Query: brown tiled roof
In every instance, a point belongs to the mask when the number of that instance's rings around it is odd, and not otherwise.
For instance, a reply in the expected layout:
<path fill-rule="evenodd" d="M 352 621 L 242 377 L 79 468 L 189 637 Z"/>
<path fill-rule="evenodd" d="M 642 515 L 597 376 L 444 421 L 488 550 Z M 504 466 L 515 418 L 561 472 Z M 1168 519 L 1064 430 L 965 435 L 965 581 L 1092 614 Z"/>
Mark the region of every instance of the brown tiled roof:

**The problem**
Can you reproduce all the records above with each "brown tiled roof" swapped for "gray slate roof" and nothing else changed?

**Complete response**
Query: gray slate roof
In every instance, a point belongs to the mask when the number of that instance's rings around it is odd, and not otherwise.
For instance, a reply in the expected layout:
<path fill-rule="evenodd" d="M 352 621 L 242 377 L 79 468 L 189 637 Z"/>
<path fill-rule="evenodd" d="M 642 515 L 597 376 L 444 421 L 488 550 Z M 504 466 L 515 418 L 561 472 Z M 1168 519 L 1064 430 L 965 435 L 965 581 L 1092 614 Z"/>
Mark the region of every instance of the gray slate roof:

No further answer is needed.